(Excerpts of location labeling data)
_ _ _ _ _
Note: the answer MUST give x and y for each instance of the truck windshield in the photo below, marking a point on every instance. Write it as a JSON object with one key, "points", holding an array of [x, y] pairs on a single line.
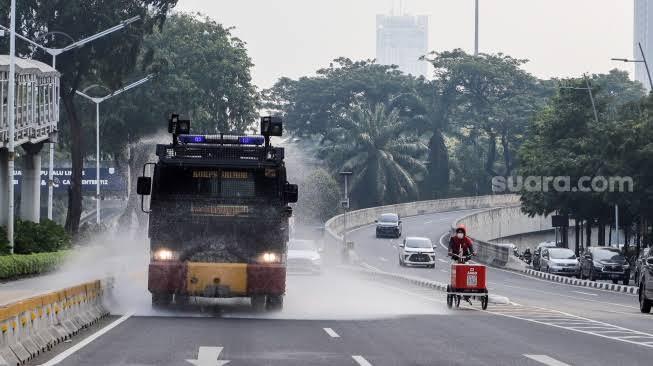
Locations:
{"points": [[217, 183]]}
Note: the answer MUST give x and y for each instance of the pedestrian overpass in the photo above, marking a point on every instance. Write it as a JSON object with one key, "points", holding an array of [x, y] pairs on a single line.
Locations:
_ _ _ _ _
> [TASK STATEMENT]: Render each line of the items above as a Markdown table with two columns, Entry and Text: the row number under Entry and the line under Text. Skip blank lines and leave the pictures out.

> [TASK OUTPUT]:
| Entry | Text |
|---|---|
| 1 | Note: the answer MUST give x and y for each instance of the truck windshield in the photo below, marking a point on every instance. Write it as a JSON object with one key, "points", holding an array of [x, y] pairs on a single line. |
| 2 | Locations: |
| 3 | {"points": [[217, 183]]} |
| 4 | Note: the answer MUST give x and y for each instance of the pedestrian overpass in the photo above, marking a point on every instance. Write it as a JSON object with one key, "points", holding an array of [x, y] pairs on a single line. |
| 5 | Locations: |